--- START ---

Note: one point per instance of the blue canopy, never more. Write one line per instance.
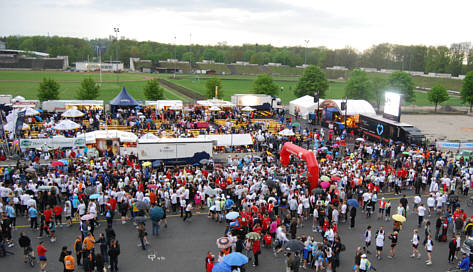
(123, 99)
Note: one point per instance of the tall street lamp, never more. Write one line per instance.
(116, 29)
(305, 54)
(175, 58)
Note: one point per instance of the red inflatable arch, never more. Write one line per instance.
(309, 157)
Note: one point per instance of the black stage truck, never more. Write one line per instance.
(379, 128)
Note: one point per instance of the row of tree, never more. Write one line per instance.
(313, 81)
(90, 90)
(359, 86)
(456, 59)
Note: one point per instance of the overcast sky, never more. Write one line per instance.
(332, 23)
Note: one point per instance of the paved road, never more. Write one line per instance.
(183, 246)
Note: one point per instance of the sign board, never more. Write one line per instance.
(454, 145)
(52, 143)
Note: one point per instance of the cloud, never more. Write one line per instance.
(334, 24)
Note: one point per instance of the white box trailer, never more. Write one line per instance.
(61, 105)
(252, 100)
(175, 150)
(5, 98)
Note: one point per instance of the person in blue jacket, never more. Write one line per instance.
(465, 264)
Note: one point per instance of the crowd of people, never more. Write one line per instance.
(272, 203)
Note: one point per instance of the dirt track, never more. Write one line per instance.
(442, 127)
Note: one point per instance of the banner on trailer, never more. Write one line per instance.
(19, 123)
(52, 143)
(454, 145)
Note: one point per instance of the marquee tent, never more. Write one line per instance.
(354, 107)
(123, 99)
(304, 105)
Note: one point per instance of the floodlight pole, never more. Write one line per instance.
(175, 57)
(318, 108)
(116, 29)
(346, 107)
(305, 54)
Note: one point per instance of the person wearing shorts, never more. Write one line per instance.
(41, 252)
(393, 238)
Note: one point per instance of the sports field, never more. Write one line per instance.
(25, 83)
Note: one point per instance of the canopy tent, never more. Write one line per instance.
(149, 136)
(66, 125)
(215, 102)
(304, 105)
(123, 99)
(71, 113)
(229, 139)
(161, 104)
(10, 126)
(30, 112)
(123, 136)
(354, 107)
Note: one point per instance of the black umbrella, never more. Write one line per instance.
(270, 183)
(157, 163)
(294, 245)
(317, 191)
(140, 219)
(141, 205)
(90, 190)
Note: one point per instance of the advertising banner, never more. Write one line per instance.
(52, 143)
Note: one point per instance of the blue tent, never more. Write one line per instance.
(123, 99)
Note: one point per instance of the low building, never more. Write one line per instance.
(107, 66)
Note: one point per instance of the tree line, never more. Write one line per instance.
(455, 59)
(313, 82)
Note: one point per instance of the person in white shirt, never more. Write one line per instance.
(379, 242)
(429, 246)
(367, 237)
(188, 212)
(415, 244)
(417, 201)
(430, 204)
(421, 213)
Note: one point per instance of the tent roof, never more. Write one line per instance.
(124, 99)
(305, 100)
(354, 107)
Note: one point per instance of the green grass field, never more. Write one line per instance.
(26, 84)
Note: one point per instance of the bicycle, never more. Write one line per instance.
(30, 258)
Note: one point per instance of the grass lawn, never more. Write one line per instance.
(26, 84)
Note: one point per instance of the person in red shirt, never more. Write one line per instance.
(209, 262)
(41, 252)
(256, 251)
(48, 214)
(58, 215)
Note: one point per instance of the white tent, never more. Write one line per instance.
(66, 125)
(304, 105)
(123, 136)
(30, 112)
(215, 102)
(354, 107)
(287, 132)
(72, 113)
(149, 136)
(247, 109)
(10, 126)
(160, 104)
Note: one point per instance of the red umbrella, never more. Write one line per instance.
(57, 163)
(335, 178)
(325, 184)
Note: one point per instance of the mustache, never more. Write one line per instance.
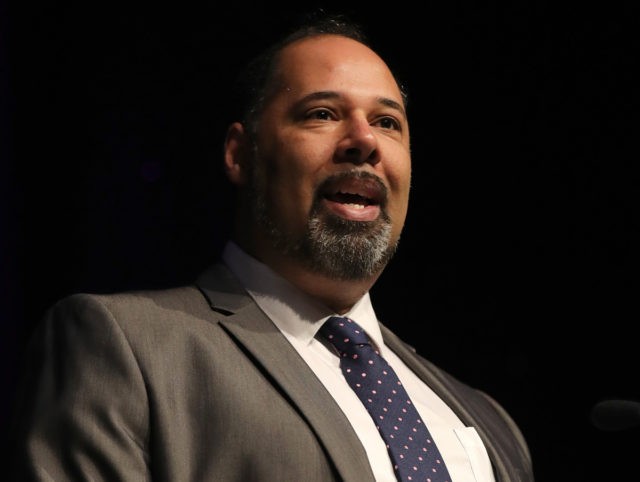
(369, 182)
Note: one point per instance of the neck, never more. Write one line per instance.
(339, 295)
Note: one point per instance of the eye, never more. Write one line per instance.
(387, 123)
(320, 114)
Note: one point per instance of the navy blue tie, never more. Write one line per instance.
(413, 452)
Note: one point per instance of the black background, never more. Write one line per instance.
(518, 267)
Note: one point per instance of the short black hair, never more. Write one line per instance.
(252, 83)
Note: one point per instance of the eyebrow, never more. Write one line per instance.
(331, 94)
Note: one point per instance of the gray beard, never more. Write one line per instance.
(331, 246)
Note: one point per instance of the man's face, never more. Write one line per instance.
(332, 167)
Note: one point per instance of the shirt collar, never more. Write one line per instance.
(293, 311)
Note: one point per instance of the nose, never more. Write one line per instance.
(359, 143)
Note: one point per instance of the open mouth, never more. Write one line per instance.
(358, 196)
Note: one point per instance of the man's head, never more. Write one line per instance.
(321, 158)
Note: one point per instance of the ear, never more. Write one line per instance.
(237, 153)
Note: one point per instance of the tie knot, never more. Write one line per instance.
(344, 333)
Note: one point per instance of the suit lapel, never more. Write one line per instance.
(251, 328)
(451, 397)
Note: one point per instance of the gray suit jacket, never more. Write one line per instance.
(197, 384)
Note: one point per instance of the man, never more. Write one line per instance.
(229, 379)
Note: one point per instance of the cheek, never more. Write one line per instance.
(399, 177)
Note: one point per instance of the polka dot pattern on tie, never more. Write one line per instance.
(413, 452)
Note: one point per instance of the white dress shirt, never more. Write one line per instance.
(299, 317)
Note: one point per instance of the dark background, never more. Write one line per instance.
(518, 268)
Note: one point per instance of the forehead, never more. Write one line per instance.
(332, 62)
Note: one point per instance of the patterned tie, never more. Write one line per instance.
(413, 452)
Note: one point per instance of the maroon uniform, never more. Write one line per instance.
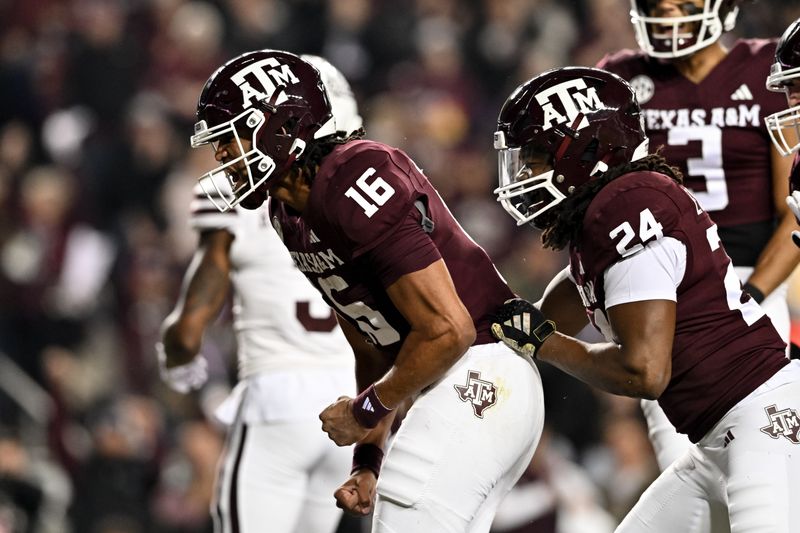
(724, 347)
(363, 228)
(714, 132)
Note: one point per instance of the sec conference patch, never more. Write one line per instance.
(785, 422)
(480, 393)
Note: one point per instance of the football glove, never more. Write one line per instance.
(793, 201)
(184, 378)
(521, 326)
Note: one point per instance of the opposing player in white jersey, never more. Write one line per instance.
(279, 471)
(784, 125)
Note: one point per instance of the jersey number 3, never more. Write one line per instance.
(709, 166)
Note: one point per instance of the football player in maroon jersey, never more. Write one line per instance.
(648, 270)
(704, 107)
(784, 126)
(277, 468)
(412, 290)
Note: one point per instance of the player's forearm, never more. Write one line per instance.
(204, 291)
(779, 258)
(422, 360)
(603, 365)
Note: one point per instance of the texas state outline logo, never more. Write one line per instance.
(785, 422)
(480, 393)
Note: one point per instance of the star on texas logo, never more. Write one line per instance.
(480, 393)
(785, 422)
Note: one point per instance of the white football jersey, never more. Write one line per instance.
(280, 320)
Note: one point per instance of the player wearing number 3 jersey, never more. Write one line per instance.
(705, 107)
(278, 470)
(412, 292)
(652, 276)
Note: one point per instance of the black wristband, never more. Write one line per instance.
(754, 292)
(367, 456)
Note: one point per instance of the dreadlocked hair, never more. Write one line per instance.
(567, 217)
(320, 149)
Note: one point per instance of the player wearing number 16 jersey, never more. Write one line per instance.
(412, 291)
(705, 106)
(647, 269)
(278, 470)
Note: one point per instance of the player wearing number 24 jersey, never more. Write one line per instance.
(412, 291)
(705, 107)
(648, 270)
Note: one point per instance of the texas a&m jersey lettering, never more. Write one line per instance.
(713, 130)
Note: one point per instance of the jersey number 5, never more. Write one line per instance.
(378, 191)
(371, 322)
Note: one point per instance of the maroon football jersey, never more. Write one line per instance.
(714, 132)
(361, 231)
(725, 346)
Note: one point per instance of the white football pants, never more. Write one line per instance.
(747, 464)
(279, 477)
(670, 445)
(462, 446)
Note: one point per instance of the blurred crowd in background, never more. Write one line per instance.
(97, 102)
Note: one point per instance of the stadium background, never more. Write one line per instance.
(96, 107)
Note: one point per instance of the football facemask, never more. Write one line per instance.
(523, 194)
(247, 171)
(672, 37)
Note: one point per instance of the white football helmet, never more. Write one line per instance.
(671, 37)
(783, 76)
(340, 94)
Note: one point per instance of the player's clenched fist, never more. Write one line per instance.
(340, 424)
(793, 201)
(356, 496)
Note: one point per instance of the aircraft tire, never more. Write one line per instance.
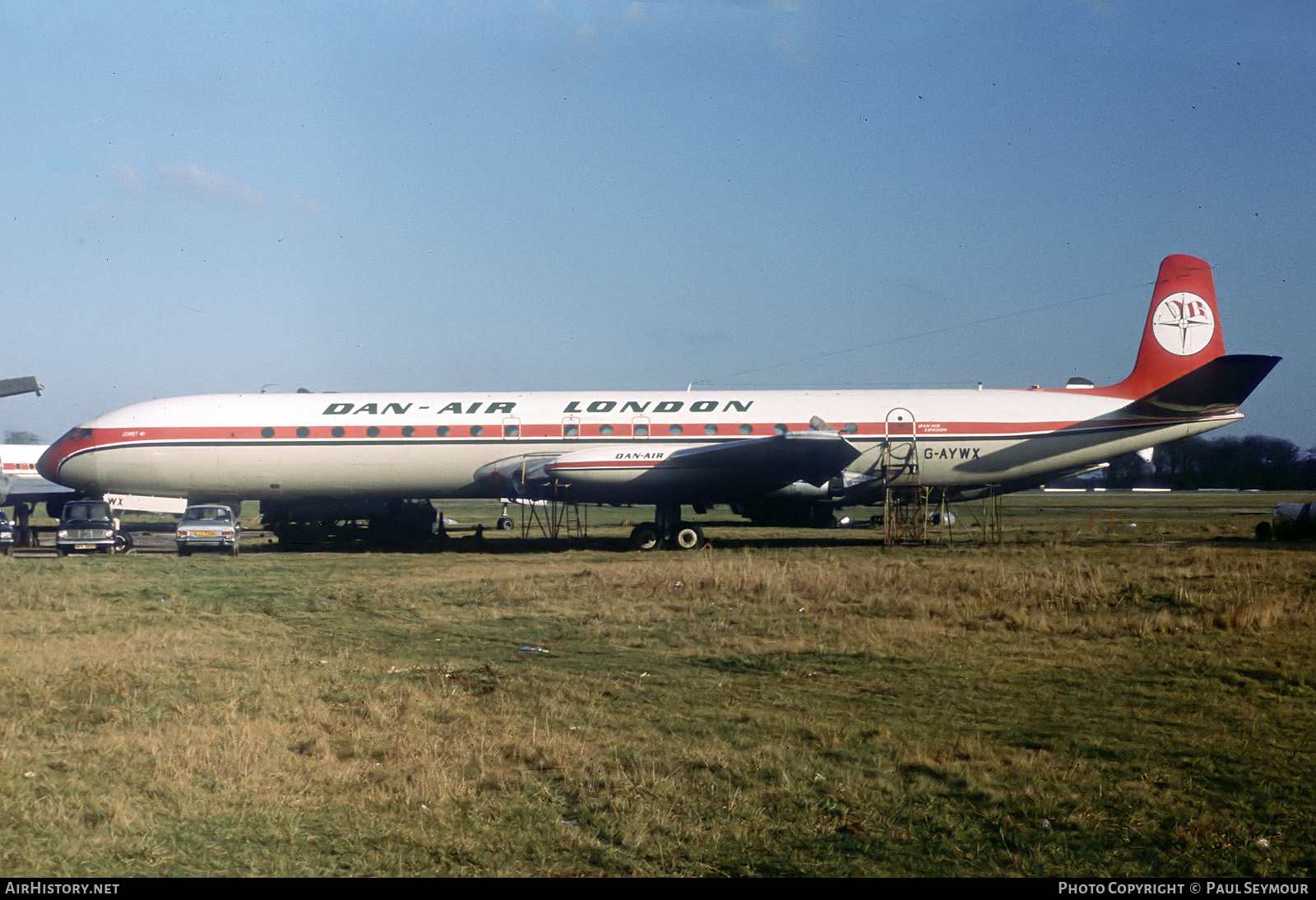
(688, 537)
(645, 537)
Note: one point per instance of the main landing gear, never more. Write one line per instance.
(668, 531)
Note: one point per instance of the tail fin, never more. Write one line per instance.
(1182, 332)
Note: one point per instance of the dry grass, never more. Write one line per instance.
(1040, 709)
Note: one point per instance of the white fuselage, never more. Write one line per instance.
(431, 445)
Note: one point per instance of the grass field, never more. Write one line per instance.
(1124, 687)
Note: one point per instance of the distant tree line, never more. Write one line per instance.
(1260, 462)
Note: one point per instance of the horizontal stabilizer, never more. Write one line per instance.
(1215, 387)
(12, 386)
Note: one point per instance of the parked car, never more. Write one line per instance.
(208, 527)
(86, 525)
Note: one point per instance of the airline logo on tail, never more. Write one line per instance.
(1184, 324)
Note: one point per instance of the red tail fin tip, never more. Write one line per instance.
(1182, 331)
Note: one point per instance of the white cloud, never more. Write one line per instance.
(225, 188)
(586, 35)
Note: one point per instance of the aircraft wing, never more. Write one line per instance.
(714, 472)
(30, 489)
(12, 386)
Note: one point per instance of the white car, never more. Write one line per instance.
(208, 527)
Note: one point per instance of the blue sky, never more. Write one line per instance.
(574, 195)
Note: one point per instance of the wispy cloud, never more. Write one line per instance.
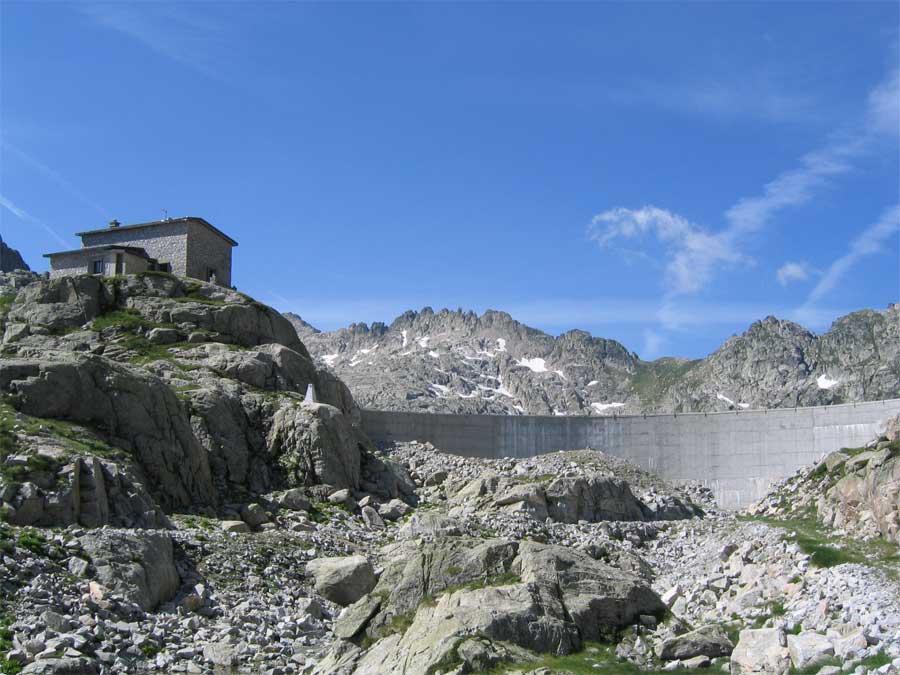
(758, 96)
(792, 271)
(188, 33)
(653, 343)
(871, 241)
(693, 253)
(696, 253)
(28, 219)
(884, 106)
(54, 176)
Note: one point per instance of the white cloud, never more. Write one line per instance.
(792, 271)
(653, 343)
(871, 241)
(27, 218)
(693, 254)
(884, 106)
(792, 188)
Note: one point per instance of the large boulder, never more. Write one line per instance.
(87, 491)
(809, 649)
(708, 641)
(434, 596)
(136, 411)
(594, 498)
(135, 564)
(343, 580)
(760, 651)
(316, 443)
(60, 304)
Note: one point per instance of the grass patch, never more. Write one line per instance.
(122, 319)
(199, 299)
(596, 657)
(7, 666)
(654, 380)
(32, 540)
(505, 579)
(827, 550)
(76, 438)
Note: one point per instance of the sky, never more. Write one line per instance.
(660, 174)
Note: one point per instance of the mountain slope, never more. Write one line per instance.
(10, 259)
(455, 361)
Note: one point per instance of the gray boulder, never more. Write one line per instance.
(343, 580)
(708, 641)
(138, 412)
(760, 650)
(514, 596)
(136, 564)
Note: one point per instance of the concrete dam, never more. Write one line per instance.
(737, 454)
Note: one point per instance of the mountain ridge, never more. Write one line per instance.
(458, 361)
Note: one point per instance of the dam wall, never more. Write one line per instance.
(737, 454)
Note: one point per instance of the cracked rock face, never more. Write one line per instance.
(214, 410)
(474, 602)
(458, 362)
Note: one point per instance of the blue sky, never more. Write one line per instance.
(661, 174)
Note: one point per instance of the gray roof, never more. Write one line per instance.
(134, 250)
(167, 221)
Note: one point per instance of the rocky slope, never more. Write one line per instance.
(855, 490)
(454, 361)
(11, 259)
(171, 503)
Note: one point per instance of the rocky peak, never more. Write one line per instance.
(456, 361)
(10, 259)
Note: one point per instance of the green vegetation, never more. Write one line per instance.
(595, 658)
(121, 319)
(504, 579)
(32, 540)
(6, 302)
(150, 649)
(199, 299)
(75, 438)
(7, 666)
(826, 550)
(654, 380)
(871, 662)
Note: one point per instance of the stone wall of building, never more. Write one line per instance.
(168, 243)
(207, 250)
(73, 264)
(68, 265)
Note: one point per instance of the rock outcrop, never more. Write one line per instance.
(458, 602)
(11, 259)
(196, 390)
(856, 490)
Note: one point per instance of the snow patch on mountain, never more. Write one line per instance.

--- END ---

Repeat, exactly as they stand, the line that contains "Note: one point per instance of the gray roof, never" and all the lines after it in the data above.

Note: one point per instance of the gray roof, never more. Write one line per instance.
(134, 250)
(167, 221)
Note: one point per instance of the rocky slope, never more. Write one line per instance.
(855, 490)
(454, 361)
(11, 259)
(171, 503)
Note: one point per instance of the rocky peak, never more. Write one line per instance.
(456, 361)
(10, 259)
Note: one point per instance of the green vegetation, never more. Write one line per instance.
(595, 658)
(121, 319)
(504, 579)
(32, 540)
(6, 302)
(150, 649)
(199, 299)
(75, 438)
(7, 666)
(826, 550)
(654, 380)
(871, 662)
Note: one point per instance of the stone wall of building, never more. Write one line per instance.
(168, 243)
(207, 250)
(73, 264)
(68, 265)
Note: one point per instance of the rock outcrop, never more. Write one line per instance.
(458, 602)
(11, 259)
(196, 390)
(856, 490)
Note: one point per instance of the snow patch on mountain, never more. Write one line per instance.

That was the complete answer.